* begin SOURCE DATA *

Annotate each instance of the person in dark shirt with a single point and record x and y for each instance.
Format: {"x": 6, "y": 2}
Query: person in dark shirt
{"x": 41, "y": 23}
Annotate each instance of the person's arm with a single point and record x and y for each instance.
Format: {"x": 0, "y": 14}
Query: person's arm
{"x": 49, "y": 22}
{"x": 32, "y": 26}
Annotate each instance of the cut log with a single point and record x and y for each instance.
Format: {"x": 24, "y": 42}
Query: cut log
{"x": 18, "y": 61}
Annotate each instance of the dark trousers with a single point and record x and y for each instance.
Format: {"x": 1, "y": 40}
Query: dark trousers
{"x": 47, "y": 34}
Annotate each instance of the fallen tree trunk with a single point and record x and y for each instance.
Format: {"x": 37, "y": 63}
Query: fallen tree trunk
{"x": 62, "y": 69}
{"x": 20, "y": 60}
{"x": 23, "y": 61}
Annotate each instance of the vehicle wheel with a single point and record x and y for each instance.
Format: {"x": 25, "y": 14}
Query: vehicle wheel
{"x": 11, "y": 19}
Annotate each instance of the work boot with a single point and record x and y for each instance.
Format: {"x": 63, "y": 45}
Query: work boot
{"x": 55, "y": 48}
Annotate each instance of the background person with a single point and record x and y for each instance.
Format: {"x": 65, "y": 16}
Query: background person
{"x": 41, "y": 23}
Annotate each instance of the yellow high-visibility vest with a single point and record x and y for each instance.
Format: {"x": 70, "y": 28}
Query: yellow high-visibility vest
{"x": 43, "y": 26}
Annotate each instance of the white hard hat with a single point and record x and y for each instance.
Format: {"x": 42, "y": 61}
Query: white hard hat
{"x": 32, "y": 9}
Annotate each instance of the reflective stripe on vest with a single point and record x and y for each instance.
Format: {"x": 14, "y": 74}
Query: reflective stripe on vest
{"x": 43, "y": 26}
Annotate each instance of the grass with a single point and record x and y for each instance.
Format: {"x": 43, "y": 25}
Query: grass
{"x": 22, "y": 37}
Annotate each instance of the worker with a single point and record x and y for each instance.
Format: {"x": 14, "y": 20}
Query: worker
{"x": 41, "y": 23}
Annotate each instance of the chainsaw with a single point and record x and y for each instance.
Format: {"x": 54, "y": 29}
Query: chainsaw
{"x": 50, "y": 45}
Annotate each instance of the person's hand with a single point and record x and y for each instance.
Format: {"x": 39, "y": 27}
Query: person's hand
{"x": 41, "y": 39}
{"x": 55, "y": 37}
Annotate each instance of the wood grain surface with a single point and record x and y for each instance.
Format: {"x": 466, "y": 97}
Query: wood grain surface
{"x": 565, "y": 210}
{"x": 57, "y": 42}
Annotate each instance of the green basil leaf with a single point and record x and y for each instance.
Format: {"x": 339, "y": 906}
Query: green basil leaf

* end SOURCE DATA *

### WHAT THE TASK REQUIRES:
Reproduce every one of the lines above word for word, with nothing changed.

### WORKED SOLUTION:
Annotate each instance of the person in dark shirt with a single point and record x and y for each instance.
Format: {"x": 6, "y": 2}
Query: person in dark shirt
{"x": 41, "y": 23}
Annotate each instance of the person's arm with a single point and record x and y for each instance.
Format: {"x": 0, "y": 14}
Query: person's arm
{"x": 49, "y": 22}
{"x": 32, "y": 26}
Annotate each instance of the cut log with a single point and record x and y for each instance.
Format: {"x": 24, "y": 42}
Query: cut log
{"x": 18, "y": 61}
Annotate each instance of the dark trousers with a single point and record x and y for each instance.
Format: {"x": 1, "y": 40}
Query: dark trousers
{"x": 47, "y": 34}
Annotate each instance of the fallen tree trunk with a single point and record x and y for each instance.
Format: {"x": 37, "y": 63}
Query: fallen tree trunk
{"x": 62, "y": 69}
{"x": 20, "y": 60}
{"x": 23, "y": 61}
Annotate each instance of the vehicle wheel with a single point and record x and y for each instance.
Format: {"x": 25, "y": 14}
Query: vehicle wheel
{"x": 11, "y": 19}
Annotate each instance of the work boot with a single point and record x and y for each instance.
Format: {"x": 63, "y": 45}
Query: work boot
{"x": 55, "y": 48}
Annotate each instance of the background person with a single point and record x and y for each instance.
Format: {"x": 65, "y": 16}
Query: background person
{"x": 41, "y": 23}
Annotate each instance of the yellow high-visibility vest with a single point and record x and y for each instance.
Format: {"x": 70, "y": 28}
Query: yellow high-visibility vest
{"x": 43, "y": 26}
Annotate each instance of the white hard hat with a single point and record x and y for each instance.
Format: {"x": 42, "y": 61}
Query: white hard hat
{"x": 32, "y": 9}
Annotate each instance of the reflective stripe on vest with a single point and record x and y for each instance.
Format: {"x": 14, "y": 74}
Query: reflective stripe on vest
{"x": 43, "y": 26}
Annotate each instance of the grass with a single point and record x and y for each instance.
Format: {"x": 43, "y": 25}
Query: grass
{"x": 22, "y": 37}
Annotate each instance of the worker with a single point and record x and y for each instance.
Format: {"x": 14, "y": 20}
Query: worker
{"x": 41, "y": 23}
Annotate each instance of the chainsaw with a single point and record x and y for each instance.
Format: {"x": 54, "y": 29}
Query: chainsaw
{"x": 50, "y": 45}
Annotate each instance of the person's hand with a single point and record x and y for each instance.
Format: {"x": 39, "y": 27}
Query: person's hand
{"x": 41, "y": 39}
{"x": 55, "y": 37}
Annotate each instance of the wood grain surface with a single point and record x and y for each instance.
Format: {"x": 466, "y": 97}
Query: wood grain surface
{"x": 565, "y": 210}
{"x": 57, "y": 42}
Annotate each instance of the green basil leaf with a single point and record x and y for each instance.
Format: {"x": 339, "y": 906}
Query: green basil leaf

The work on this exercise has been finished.